Data items:

>> begin

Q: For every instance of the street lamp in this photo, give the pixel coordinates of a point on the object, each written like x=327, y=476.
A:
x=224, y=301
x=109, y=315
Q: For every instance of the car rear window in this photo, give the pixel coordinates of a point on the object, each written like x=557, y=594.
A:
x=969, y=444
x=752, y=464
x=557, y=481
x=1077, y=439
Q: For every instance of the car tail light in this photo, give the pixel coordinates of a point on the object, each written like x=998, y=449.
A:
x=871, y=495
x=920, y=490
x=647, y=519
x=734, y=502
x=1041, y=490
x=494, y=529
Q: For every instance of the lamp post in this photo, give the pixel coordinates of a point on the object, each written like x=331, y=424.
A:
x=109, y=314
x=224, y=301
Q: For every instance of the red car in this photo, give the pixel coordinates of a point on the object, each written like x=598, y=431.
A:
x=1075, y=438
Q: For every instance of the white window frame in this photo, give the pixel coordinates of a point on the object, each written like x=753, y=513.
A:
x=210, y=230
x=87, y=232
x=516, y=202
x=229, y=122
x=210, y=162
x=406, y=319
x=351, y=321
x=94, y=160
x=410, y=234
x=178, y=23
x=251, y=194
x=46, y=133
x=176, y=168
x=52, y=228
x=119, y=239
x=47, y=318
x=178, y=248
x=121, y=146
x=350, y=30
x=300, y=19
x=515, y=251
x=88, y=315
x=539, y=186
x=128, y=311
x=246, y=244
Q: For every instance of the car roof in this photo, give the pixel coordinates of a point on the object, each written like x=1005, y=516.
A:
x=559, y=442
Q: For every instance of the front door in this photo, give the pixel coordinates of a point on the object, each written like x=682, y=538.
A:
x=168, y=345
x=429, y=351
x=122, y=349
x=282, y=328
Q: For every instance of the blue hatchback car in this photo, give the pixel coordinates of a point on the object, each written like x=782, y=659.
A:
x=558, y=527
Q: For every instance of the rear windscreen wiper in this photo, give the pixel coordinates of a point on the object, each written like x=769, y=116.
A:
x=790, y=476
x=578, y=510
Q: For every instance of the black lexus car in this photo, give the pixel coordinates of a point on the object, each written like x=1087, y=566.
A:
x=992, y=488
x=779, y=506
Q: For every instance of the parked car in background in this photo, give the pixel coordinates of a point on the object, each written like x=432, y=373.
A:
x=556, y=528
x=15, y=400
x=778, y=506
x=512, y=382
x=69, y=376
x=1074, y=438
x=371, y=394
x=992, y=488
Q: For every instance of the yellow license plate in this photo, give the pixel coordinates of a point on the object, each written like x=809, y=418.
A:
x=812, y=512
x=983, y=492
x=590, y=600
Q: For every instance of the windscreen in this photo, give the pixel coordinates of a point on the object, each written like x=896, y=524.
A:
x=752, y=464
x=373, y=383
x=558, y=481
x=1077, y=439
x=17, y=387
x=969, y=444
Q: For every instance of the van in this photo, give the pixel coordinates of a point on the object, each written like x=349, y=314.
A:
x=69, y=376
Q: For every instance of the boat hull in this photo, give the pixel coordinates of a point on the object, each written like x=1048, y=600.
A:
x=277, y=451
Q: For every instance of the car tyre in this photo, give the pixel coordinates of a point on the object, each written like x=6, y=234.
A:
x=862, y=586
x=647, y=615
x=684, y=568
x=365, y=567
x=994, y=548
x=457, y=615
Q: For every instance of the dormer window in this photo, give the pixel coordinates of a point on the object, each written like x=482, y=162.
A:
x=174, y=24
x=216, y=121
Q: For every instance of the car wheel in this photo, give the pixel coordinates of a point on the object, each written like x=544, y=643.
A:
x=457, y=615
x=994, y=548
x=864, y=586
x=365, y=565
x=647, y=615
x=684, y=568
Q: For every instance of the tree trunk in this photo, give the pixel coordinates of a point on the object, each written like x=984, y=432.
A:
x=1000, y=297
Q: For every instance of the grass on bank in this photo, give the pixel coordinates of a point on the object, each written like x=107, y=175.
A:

>> end

What this task involves:
Copy out the entire listing, swapping every occurrence of "every instance" for "each instance" and keeping everything else the same.

Exercise result:
Q: For each instance of the street lamp in this photo, give the pixel coordinates of a point on the object, each written like x=327, y=476.
A:
x=224, y=301
x=109, y=315
Q: For each instance of the car rear window in this photo, give the pixel coordinates of a point on the object, each written like x=557, y=594.
A:
x=969, y=444
x=752, y=464
x=557, y=481
x=1077, y=439
Q: For each instance of the car tail light in this photo, give the pixel coordinates of a point on the object, each written like x=998, y=449.
A:
x=871, y=495
x=920, y=490
x=647, y=519
x=734, y=502
x=1041, y=490
x=494, y=529
Q: For each instance of the lamp post in this photo, give the pixel coordinates of a point on the object, each written like x=331, y=424.
A:
x=109, y=314
x=224, y=301
Q: For each instance of the red car in this photo, give the pixel coordinates of a point on the object, each written like x=598, y=431.
A:
x=1075, y=438
Q: For each instance of the white window frame in this photo, give the pixel coordinates of a point on the object, each written like x=753, y=513.
A:
x=210, y=230
x=87, y=232
x=516, y=202
x=229, y=122
x=210, y=162
x=406, y=319
x=351, y=321
x=94, y=160
x=410, y=234
x=178, y=23
x=251, y=194
x=46, y=133
x=176, y=168
x=52, y=228
x=119, y=239
x=47, y=318
x=178, y=248
x=121, y=146
x=350, y=30
x=300, y=19
x=515, y=251
x=88, y=315
x=539, y=186
x=128, y=311
x=246, y=244
Q: For each instance of the car roof in this photo, give the pixel coordinates of a point on the object, each written like x=1005, y=516.
A:
x=559, y=442
Q: For each instance of the front door in this photo, give the pixel coordinates of a point on the object, each written like x=682, y=538.
A:
x=168, y=345
x=429, y=351
x=122, y=349
x=282, y=328
Q: For each instance of the blue hatchback car in this photo, give the pixel coordinates of a point on the object, each written like x=782, y=659.
A:
x=558, y=527
Q: For each instance of the rear windscreen wiper in this photo, give the pixel coordinates of a point on the object, each written like x=769, y=116.
A:
x=790, y=476
x=578, y=510
Q: For each instance of the black lexus car in this photo, give the pixel coordinates of a point on the object, each written like x=1087, y=566.
A:
x=992, y=488
x=779, y=506
Q: For each instance of the parked car in background in this photo, give the pixel coordinates of a point on the object, each written like x=432, y=373.
A:
x=556, y=528
x=15, y=400
x=778, y=506
x=512, y=382
x=69, y=376
x=1074, y=438
x=371, y=394
x=992, y=488
Q: For each instance of the yellow license plate in this photo, give the pixel coordinates of a point on the object, each written like x=809, y=418.
A:
x=812, y=512
x=983, y=492
x=590, y=600
Q: For each instance of the windscreen in this photo, give the pixel coordinates of a point on the object, each written like x=896, y=524.
A:
x=752, y=464
x=373, y=383
x=558, y=481
x=1077, y=439
x=17, y=387
x=969, y=444
Q: For each instance of the van in this photo, give the pixel coordinates of a point on the object, each written like x=349, y=314.
A:
x=69, y=376
Q: For each instance of the boat hull in this photo, give the pixel coordinates of a point on the object, each written like x=1048, y=600.
A:
x=277, y=451
Q: For each instance of the car tyre in this photo, give the pixel coordinates of a point on the object, each written like x=6, y=234.
A:
x=862, y=586
x=647, y=615
x=684, y=568
x=365, y=567
x=994, y=548
x=457, y=615
Q: For each instance of the dormer window in this photo, give the pixel coordinates of a point on the object, each written like x=482, y=162.
A:
x=174, y=24
x=216, y=121
Q: For each instance of the car wheel in this photo, give the pixel coordinates of a point on the object, each written like x=544, y=643.
A:
x=457, y=615
x=994, y=548
x=864, y=586
x=365, y=565
x=647, y=615
x=684, y=568
Q: For each instance of the tree trunk in this photo, give the pixel coordinates of a point on the object, each written like x=984, y=432.
A:
x=1000, y=297
Q: For each instance of the grass on bank in this photo, give the pixel coordinates of a point on the object, each written like x=107, y=175.
A:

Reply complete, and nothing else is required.